PANDEGLANG, BANPOS – Mengenai terjadinya megathrust berupa gempa berkekuatan 8,7 magnitudo yang bisa memicu tsunami di Selat Sunda, Badan Meteorologi, Klimatologi dan Geofisika (BMKG) mengingatkan kepada Pemerintah Daerah (Pemda) untuk mendorong edukasi mitigasi bencana untuk menghindari jatuhnya korban jiwa.
Koordinator Data dan Informasi BMKG Stasiun Geofisika Klas I Tangerang, Urip Setiyono mengatakan, untuk memberikan edukasi mitigasi bencana bukan hanya tugas Pemda saja, akan tetapi tugas semua pihak.
“Sebetulnya bukan hanya Pemda, tapi harus semua pihak. Mitigasi bencana itulah yang begitu penting diketahui dan dipahami oleh masyarakat, Pemda yang menyiapkan infrastrukturnya,” kata Urip Setiyono di Pandeglang, Selasa (18/1).
Dalam hal tersebut, Pemda perlu menyiapkan rambu-rambu zona evakuasi bagi warga. Rambu-rambu tersebut harus disosialisasikan agar warga paham peta evakuasi kemana harus menyelamatkan diri saat bencana terjadi.
“Tadi di forum rapat saya sampaikan, titik-titik kumpul evakuasi harus diverifikasi yang betul-betul aman. Jangan sampai warga lari ke situ ternyata tidak aman, itu yang harus disiapkan Pemda,” terangnya.
Menurutnya, Pemda perlu melakukan simulasi dengan warga, bagaimana mitigasi bencana ini dilakukan. Warga harus paham betul kemana mereka menyelamatkan diri, bahkan durasi simulasi tersebut juga harus dihitung demi menghindari jatuhnya korban jiwa lebih besar.
“Karena waktu terjadinya potensi tsunami setelah gempa itu sangat pendek, maka memang harus disimulasikan. Latihan seolah-olah ada gempa, lalu dites dan dihitung berapa menit waktu tercepat menuju titik evakuasinya. Kan ada orang tua juga, supaya kita tahu kapasitas warga disitu bagaimana,” terangnya.
Selain itu, Pemda perlu memperhatikan kapasitas titik evakuasi yang telah disiapkan, apakah cukup atau tidak untuk menampung warga sekitar. Jika tidak, maka Pemda perlu menyebar titik-titik evakuasi tersebut untuk memudahkan warga.
Urip menambahkan, pemodelan simulasi ini selanjutnya harus dievaluasi oleh Pemda. BMKG menyarankan simulasi tersebut perlu dilakukan Pemda minimal setahun sekali agar warga tidak bingung ke mana mereka harus melarikan diri ketika gempa dan tsunami menerjang wilayah tersebut.
“Minimal setahun sekali, latihan buat warga. Buat dievaluasi, kalau ternyata warga kebanyakan lari kesitu, kan numpuk. Maka perlu tempat evakuasi yang lain yang deket-deket situ, itu yang harus dicarikan segera,” ujarnya.

Cuplikan data:
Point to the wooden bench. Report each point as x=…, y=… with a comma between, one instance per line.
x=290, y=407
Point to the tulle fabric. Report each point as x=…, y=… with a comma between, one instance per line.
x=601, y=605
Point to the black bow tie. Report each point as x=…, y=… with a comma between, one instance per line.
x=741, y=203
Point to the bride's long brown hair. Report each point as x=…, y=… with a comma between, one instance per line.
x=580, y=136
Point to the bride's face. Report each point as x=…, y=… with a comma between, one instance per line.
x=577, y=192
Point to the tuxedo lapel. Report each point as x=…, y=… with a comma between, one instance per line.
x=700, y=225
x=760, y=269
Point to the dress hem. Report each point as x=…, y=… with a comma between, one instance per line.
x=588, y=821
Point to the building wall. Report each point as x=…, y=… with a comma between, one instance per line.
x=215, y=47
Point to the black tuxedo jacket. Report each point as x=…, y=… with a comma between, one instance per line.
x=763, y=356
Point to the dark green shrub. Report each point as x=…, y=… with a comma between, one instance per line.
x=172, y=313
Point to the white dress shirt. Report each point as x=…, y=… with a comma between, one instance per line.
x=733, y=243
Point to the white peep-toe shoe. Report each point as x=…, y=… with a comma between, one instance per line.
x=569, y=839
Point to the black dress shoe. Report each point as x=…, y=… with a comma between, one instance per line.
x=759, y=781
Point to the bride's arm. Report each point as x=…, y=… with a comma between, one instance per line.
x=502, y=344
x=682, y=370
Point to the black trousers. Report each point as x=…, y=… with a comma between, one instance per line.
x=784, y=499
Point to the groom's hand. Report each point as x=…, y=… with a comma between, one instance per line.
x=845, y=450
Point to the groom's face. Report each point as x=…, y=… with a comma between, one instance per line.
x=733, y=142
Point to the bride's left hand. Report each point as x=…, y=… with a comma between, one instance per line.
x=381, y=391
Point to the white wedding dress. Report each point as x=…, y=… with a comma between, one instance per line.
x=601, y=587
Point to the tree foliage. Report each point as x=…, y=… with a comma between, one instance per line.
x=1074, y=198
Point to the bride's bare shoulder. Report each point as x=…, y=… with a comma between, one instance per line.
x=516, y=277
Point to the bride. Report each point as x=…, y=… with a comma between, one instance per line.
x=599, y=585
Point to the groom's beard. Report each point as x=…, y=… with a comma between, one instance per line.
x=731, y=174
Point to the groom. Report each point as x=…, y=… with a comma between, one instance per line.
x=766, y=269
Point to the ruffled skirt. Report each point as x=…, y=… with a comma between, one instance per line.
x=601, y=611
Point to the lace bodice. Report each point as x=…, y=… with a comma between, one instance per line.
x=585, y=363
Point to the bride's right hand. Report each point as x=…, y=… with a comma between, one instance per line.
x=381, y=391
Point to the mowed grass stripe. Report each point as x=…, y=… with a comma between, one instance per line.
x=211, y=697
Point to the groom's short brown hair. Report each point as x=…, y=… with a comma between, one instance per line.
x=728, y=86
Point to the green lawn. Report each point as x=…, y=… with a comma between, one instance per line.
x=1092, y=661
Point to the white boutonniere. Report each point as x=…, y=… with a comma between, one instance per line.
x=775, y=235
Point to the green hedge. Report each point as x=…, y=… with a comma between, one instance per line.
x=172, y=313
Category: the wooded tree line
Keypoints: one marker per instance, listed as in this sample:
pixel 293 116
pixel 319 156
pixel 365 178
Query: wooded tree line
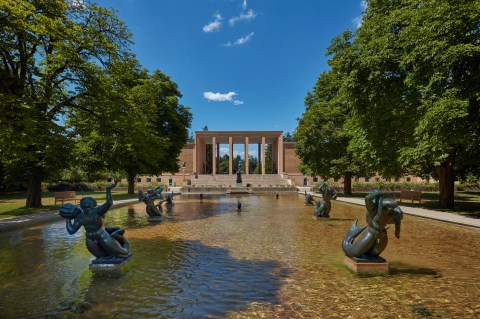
pixel 402 95
pixel 74 95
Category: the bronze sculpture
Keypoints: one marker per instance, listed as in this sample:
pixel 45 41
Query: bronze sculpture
pixel 152 209
pixel 103 243
pixel 239 176
pixel 328 193
pixel 380 212
pixel 308 199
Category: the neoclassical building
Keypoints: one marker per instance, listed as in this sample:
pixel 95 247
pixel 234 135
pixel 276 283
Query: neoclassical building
pixel 200 161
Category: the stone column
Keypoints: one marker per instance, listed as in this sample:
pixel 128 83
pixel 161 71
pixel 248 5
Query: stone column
pixel 230 155
pixel 214 155
pixel 263 155
pixel 218 157
pixel 246 155
pixel 259 154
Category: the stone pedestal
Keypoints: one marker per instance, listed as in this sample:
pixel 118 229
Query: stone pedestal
pixel 109 267
pixel 366 268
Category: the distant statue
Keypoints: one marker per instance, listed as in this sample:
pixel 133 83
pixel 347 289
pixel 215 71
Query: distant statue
pixel 152 209
pixel 328 193
pixel 169 199
pixel 308 199
pixel 380 212
pixel 239 176
pixel 107 242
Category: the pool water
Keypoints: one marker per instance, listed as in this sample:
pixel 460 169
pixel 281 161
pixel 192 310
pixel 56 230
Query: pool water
pixel 273 259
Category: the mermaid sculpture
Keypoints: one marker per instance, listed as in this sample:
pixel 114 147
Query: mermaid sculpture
pixel 103 243
pixel 308 199
pixel 380 212
pixel 328 193
pixel 153 210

Selesaikan berikut ini:
(a) Tentukan apakah setiap pernyataan ini sesuai dengan berita tentang mitigasi tsunami di Selat Sunda: (i) gempa megathrust yang dibahas berkekuatan 8,7 magnitudo; (ii) BMKG menyarankan Pemda melakukan simulasi minimal dua kali setahun; (iii) Urip Setiyono menyatakan bahwa edukasi mitigasi bencana hanya menjadi tugas Pemda. Jawab ya atau tidak untuk masing-masing pernyataan, disertai kutipan langsung kata-kata penentunya dari berita tersebut.
(b) Teruskan berita tentang mitigasi tsunami di Selat Sunda, dimulai setelah kalimat terakhir yang tercantum.
Baris-baris data tersebut diambil dari sumber yang berbeda.

Jawaban akhir:
(a)
(i) Ya: "gempa berkekuatan 8,7 magnitudo"
(ii) Tidak: "perlu dilakukan Pemda minimal setahun sekali"
(iii) Tidak: "bukan hanya tugas Pemda saja, akan tetapi tugas semua pihak"

(b)
Urip menjelaskan, untuk mengetahui ciri-ciri yang menandai gempa berkekuatan 8,7 magnitudo di Selat Sunda, yang bisa memicu tsunami setinggi 19 hingga 21 meter tersebut, ada beberapa tanda yang harus diketahui.
“Ciri gempa yang berpotensi tsunami itu kita merasakan pusing, tidak bisa berdiri, sempoyongan dan mual. Nah itu adalah ciri-ciri yang bisa kita rasakan apabila terjadi gempa yang umumnya berpotensi tsunami,” jelasnya.
Selain pertanda alamiah tersebut, ciri lainnya yaitu jaringan listrik dan saluran telekomunikasi akan mati seketika usai gempa ini terjadi. Urip pun menyarankan warga segera menyelamatkan diri ke tempat yang lebih aman jika guncangan berkekuatan besar dirasakan.
“Karena kalau sudah guncangan gempa 8,7 pasti listrik mati, saluran telekomunikasi juga mati. Dengan merasakan seperti itu, setelah reda gempanya tidak mikir-mikir lagi, langsung evakuasi mandiri tanpa lagi lihat HP nyari-nyari peringatan dini, tidak perlu. Langsung saja lari menuju tempat evakuasi,” ujarnya.
Urip menyatakan, BMKG memang masih belum mampu memprediksi secara presisi kapan gempa itu terjadi. Tapi berdasarkan hitungan permodelan para ahli pada tim pusat gempa nasional di Bandung, gempa ini bisa memicu tsunami setinggi 19-21 meter yang dampaknya terasa hingga ke daerah Lampung.
Alasannya, karena lempengan Selat Sunda sudah lama tidak terjadi gempa besar. Kondisi itu, berbeda dengan lempengan di zona lain seperti di Pangandaran, Jawa Barat dan Bengkulu yang sudah terjadi gempa besar.
“Kita tidak bisa memprediksi megathrust kapan terjadinya, karena ciri-ciri gempa sama saja seperti gempa pada umumnya. Tapi memang potensinya ada karena yang di zona ini titik kekosongan gempa, istilahnya tempat sunyi gempa. Ini makanya kenapa para ahli menentukan asumsi itu (Potensi megathrust 8,7 yang memicu tsunami),” katanya.
“Jadi jangan dicampuradukan antara prediksi dan potensi, potensi itu ada peluangnya. Tapi tepat terjadinya kapan itu kita tidak tahu, tapi memang tempatnya itu kurang lebih ada disitu (Selat Sunda),” ungkapnya.(dhe/pbn)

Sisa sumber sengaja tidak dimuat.